● **AIM 1**:
According to the excerpt about the debate moderator, at which university is tonight's debate taking place?
## BEGIN SELECTION
All told, there are expected to be about 1,000 people in the viewing audience at Hofstra University tonight.
The Role of the Moderator
Lester Holt from NBC's Nightly News has been tasked with moderating tonight's debate, and he's under some pressure.
NBC hosted a Commander in Chief forum during which both candidates fielded questions about their plans for the military, but Holt's colleague Matt Lauer was widely criticized after the forum for his performance.
Critics complained that he focused more on Clinton's email scandal than anything to do with the military, and that he let Trump make claims that were false without any intervention.
The question of how much fact checking moderators should do during the debates has been raised. Trump has said that he does not believe the moderators should intervene to fact check, while Clinton raised money off Lauer's lack of fact checking after the Commander in Chief forum, indicating that she would be in favor of moderators playing a role.
## END SELECTION
## BEGIN MATERIAL FOR THIS EXERCISE
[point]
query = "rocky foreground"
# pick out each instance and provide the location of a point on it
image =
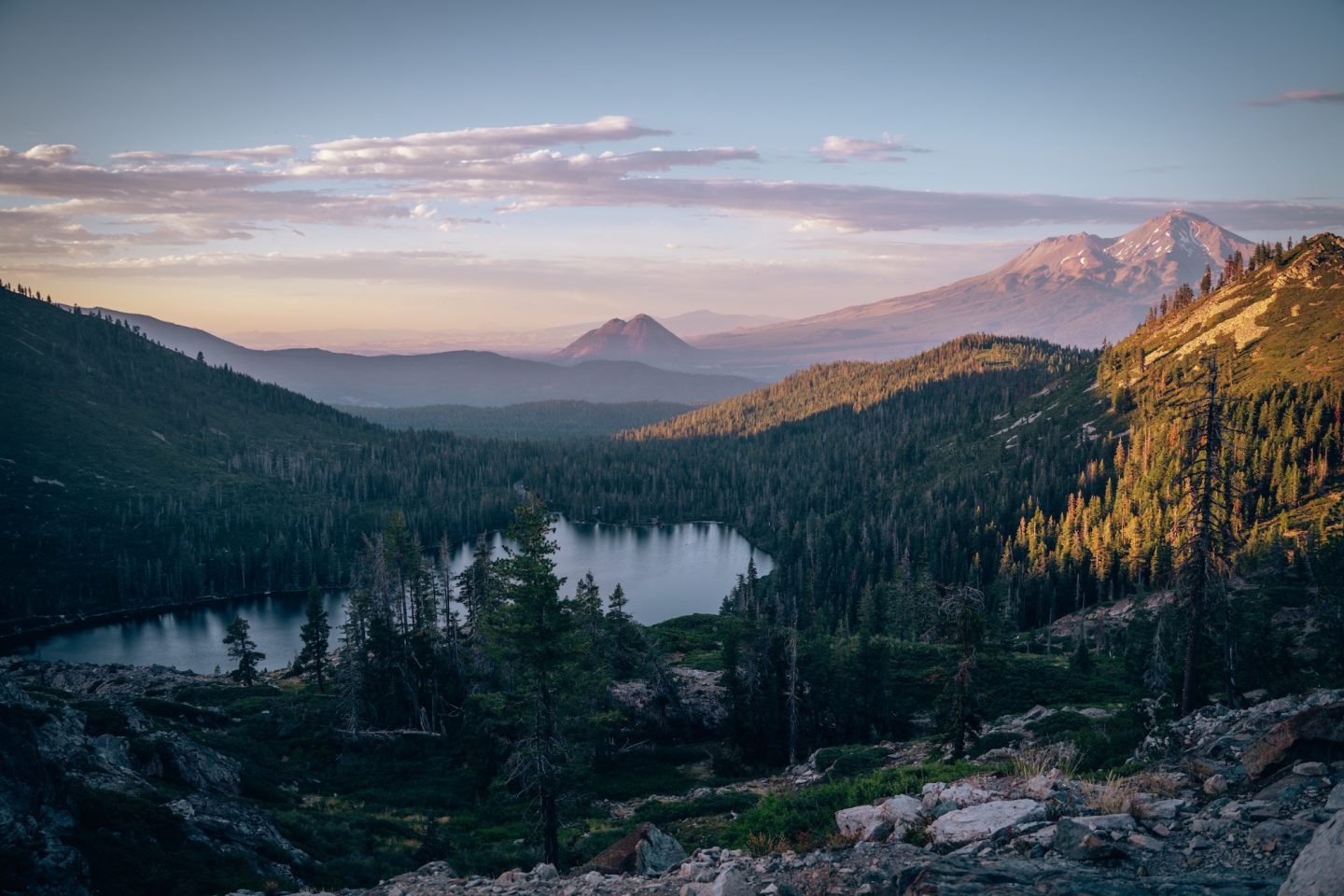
(1233, 804)
(1228, 801)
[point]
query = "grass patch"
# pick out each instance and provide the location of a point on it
(666, 813)
(136, 847)
(805, 819)
(849, 762)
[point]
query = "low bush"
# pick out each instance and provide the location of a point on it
(805, 817)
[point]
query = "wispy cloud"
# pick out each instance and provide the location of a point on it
## END MATERIAL FOR THIS EXERCISE
● **AIM 2**:
Reproduce the listing above line for line, leaving out the pictures.

● **WRITTEN RESPONSE 1**:
Hofstra University

● **WRITTEN RESPONSE 2**:
[point]
query = "rocky foreground"
# pick out each instance and provide the location of a point on it
image =
(1233, 804)
(1228, 801)
[point]
query = "grass patch"
# pick out each instance and provide the location of a point on it
(666, 813)
(136, 847)
(805, 819)
(849, 762)
[point]
query = "low bush"
# pick out each instance and provide the location of a point on it
(805, 817)
[point]
query = "wispy cloud"
# pick out each instance and provide the location of a point on it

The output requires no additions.